> **Tasks to perform**:
1. Name the three major cultural characteristics that, according to the essay on American life below, cause virtually every problem with the modern American mode of living.
2. According to the essay on American life below, why should a diagnostic report like this one not really be necessary?
------ Document text ------
Virtually every problem with the modern American mode of living stems from three major cultural characteristics: a pathological attachment to the automobile, a horrifying apathy toward the obesity epidemic, and a deeply engrained fetishization of employment. This should be plain to anyone paying attention, but it’s especially clear if you sell your car and spend six gruelling months riding public transit in Dallas, Texas, arguably the nation’s most regrettable example of urban dysfunction.
For the better part of a year, I got on the train in one of the biggest cities in the wealthiest nation of all time, only to find myself surrounded by people who are either homeless or commuting to a job that hardly keeps them above the poverty line. Most of them are morbidly obese, and those who aren’t are only slim because of heroin or some other destructive analgesic.
This country is in shambles for reasons that are material and obvious, but if you turn on the TV, the only issues our political and media intelligentsia find time to talk about are drag queens, QAnon crackpots, the sexual misadventures of partisan pseudo-celebrities, and other such sparkly hysterias. It’s all ludicrous political stagecraft that has absolutely nothing to do with the lives of normal Americans, to say nothing of the weakest and most miserable. These conditions, which constitute a clear cultural disease, are so ugly and glaring that a diagnostic report like this really shouldn’t be necessary.
------ Input data ------
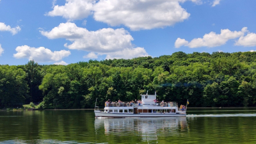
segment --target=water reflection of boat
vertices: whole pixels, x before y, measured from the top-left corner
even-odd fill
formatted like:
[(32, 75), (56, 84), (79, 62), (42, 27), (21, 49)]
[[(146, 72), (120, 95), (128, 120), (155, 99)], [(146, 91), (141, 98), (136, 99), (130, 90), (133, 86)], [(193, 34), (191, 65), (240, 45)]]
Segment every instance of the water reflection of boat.
[(106, 134), (129, 135), (129, 132), (138, 132), (138, 135), (147, 140), (157, 140), (159, 131), (167, 132), (166, 135), (177, 135), (188, 131), (184, 116), (95, 119), (95, 128), (96, 131), (104, 129)]

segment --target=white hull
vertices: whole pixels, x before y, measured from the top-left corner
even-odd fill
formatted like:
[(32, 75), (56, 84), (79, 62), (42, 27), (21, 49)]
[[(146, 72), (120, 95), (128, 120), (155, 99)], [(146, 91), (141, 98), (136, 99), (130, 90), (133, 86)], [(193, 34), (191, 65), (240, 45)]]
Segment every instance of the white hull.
------
> **Answers for each item**:
1.
1. A pathological attachment to the automobile
2. A horrifying apathy toward the obesity epidemic
3. A deeply engrained fetishization of employment

2. The conditions it describes constitute a clear cultural disease and are so ugly and glaring that they should already be plain.